*WHAT YOU NEED TO DO:* Return the line containing "Point to the black" and all lines after it exactly; stop at the end of the material.

*RECORD EXCERPTS:*

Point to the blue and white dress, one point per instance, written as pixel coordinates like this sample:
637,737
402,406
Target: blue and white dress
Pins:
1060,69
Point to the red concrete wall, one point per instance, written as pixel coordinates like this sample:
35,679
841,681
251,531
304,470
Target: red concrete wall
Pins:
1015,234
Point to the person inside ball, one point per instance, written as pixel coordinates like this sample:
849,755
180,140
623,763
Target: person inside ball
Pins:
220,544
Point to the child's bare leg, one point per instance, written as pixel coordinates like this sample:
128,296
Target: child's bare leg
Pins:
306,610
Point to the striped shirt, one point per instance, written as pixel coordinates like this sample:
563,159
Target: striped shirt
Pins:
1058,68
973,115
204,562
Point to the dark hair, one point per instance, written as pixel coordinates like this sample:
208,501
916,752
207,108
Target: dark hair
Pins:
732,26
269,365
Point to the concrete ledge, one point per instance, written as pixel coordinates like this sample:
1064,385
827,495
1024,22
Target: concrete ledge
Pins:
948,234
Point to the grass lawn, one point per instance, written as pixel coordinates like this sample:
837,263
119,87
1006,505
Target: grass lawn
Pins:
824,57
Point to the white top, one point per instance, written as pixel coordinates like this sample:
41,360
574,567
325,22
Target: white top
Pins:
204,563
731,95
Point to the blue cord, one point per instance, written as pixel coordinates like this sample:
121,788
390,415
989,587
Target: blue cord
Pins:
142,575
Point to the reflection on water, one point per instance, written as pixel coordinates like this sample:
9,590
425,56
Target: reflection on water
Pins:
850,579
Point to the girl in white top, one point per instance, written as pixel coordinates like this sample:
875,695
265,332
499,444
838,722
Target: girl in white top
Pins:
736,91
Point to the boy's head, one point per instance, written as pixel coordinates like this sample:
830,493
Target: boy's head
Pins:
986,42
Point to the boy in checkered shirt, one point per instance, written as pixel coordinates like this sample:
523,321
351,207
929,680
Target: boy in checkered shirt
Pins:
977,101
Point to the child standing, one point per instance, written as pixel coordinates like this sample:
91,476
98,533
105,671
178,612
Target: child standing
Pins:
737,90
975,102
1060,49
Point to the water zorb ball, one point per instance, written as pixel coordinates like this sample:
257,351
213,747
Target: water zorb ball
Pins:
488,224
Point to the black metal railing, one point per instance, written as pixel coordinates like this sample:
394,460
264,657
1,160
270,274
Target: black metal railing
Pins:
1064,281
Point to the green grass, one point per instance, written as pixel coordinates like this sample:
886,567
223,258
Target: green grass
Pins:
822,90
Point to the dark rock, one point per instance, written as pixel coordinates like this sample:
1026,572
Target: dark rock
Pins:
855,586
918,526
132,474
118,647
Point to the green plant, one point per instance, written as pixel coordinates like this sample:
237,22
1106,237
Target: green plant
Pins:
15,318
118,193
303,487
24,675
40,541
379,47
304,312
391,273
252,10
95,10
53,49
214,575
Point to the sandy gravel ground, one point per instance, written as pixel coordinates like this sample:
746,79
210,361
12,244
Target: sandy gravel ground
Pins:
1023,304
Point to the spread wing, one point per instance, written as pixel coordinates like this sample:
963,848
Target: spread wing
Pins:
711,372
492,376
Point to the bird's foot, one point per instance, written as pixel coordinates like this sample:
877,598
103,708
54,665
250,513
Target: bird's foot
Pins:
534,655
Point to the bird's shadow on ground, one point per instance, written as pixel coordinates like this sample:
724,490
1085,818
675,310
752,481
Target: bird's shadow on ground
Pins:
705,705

*REPLY TO THE EXERCISE:*
Point to the black metal railing, one point per instance, written as pixel coordinates like this sample:
394,460
264,657
1,160
270,274
Target: black metal railing
Pins:
1064,281
Point to the green grass, one point per instance, written as pixel coordinates like this sample:
886,567
223,258
Target: green grass
Pins:
822,90
Point to the dark rock, one point per instance, written as pixel coordinates like this sample:
1026,572
Target: dark rock
Pins:
855,586
918,526
132,474
118,647
Point to the green plant, one point per instance, written as pixel coordinates like this sample:
237,22
1106,237
Target: green plant
Pins:
15,318
118,193
303,487
24,675
40,541
379,47
304,312
391,273
252,10
95,10
53,49
214,575
Point to the sandy gravel ground, one point per instance, written as pixel coordinates like this sample:
746,79
210,361
12,244
Target: sandy gravel ground
Pins:
1023,304
Point to the spread wing, one point per instance, written as pixel coordinates like this sample:
963,848
Target: spread wing
Pins:
711,372
492,376
Point to the bird's foot, one point per instance, written as pixel coordinates like this sample:
877,598
103,708
54,665
250,513
Target: bird's foot
Pins:
534,655
Point to the bird's shadow on ground, one point per instance, written as pixel coordinates like this sample:
724,490
1085,818
675,310
752,481
Target: bird's shadow on ground
Pins:
705,705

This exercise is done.